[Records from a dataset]
--

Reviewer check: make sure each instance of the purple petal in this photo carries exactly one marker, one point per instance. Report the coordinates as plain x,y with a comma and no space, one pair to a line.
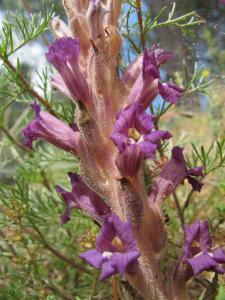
177,153
196,184
173,174
197,171
125,262
92,257
107,270
113,258
133,135
112,227
156,136
135,67
120,140
204,262
219,256
204,236
70,202
170,92
50,129
65,217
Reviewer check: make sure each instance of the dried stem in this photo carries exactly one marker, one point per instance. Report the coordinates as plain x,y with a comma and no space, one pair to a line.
12,139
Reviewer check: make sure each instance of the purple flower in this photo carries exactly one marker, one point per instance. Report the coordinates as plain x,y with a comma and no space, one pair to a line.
196,250
116,249
135,67
145,88
135,138
83,198
170,92
50,129
63,54
173,174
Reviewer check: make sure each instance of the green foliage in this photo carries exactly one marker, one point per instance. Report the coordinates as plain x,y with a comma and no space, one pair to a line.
211,159
39,256
23,29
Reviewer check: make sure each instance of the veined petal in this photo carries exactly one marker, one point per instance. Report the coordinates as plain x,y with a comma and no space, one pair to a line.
50,129
92,257
116,249
170,92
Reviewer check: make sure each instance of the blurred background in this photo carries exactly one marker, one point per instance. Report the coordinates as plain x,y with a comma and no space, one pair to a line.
38,256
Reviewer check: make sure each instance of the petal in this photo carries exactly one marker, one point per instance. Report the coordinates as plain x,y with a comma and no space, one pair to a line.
65,217
124,232
107,270
156,136
148,149
70,202
170,92
50,129
92,257
60,28
204,262
173,174
120,140
162,56
204,236
125,262
219,256
197,171
196,184
129,161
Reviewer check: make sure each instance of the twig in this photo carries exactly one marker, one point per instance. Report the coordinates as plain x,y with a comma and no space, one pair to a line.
11,248
140,22
57,291
54,251
28,8
115,289
13,140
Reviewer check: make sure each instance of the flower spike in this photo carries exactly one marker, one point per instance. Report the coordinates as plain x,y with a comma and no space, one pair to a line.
135,138
83,198
50,129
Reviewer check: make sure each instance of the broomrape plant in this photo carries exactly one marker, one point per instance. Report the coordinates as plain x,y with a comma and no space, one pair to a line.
113,135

--

Using the records above, write out exactly the lines from the one containing "Reviewer check: make sure each instance of the blurred" through the last, and add nothing.

Reviewer check: make sure each instance of the blurred background in this photo carries exactly one marker, one point per instance. Report the coordinates as plain x,y with a comma and no space, one pair to a line.
38,256
Reviewer check: make sure each instance of the petal in this photo carries exactly one marker, one point per instance. Report the coordinates as plain x,y with a comma and no space, one pair to a line.
65,217
124,232
107,270
156,136
148,149
70,202
170,92
50,129
92,257
60,28
204,262
173,174
120,140
162,56
204,236
125,262
219,256
197,171
196,184
129,161
Reviewer check: make sure each instance of the twig in this photo carries exactly one marker, one point per instance. Report the coordinates as plain x,y with a comma and no space, one pair to a line.
11,248
140,22
57,291
54,251
28,8
115,289
13,140
Reviewer check: make sure each instance of the flower spike in this photo carries exactly one marker, one point per instance. Report the coordinates as plain x,y with a comma and no space, one pair to a line.
135,138
83,198
50,129
Reviewer check: make sure each instance of the broomrape plant in this photo carries exactly one marker, one point per instance. Report the coordinates as plain x,y with a comma and no space, one pair to a line.
113,135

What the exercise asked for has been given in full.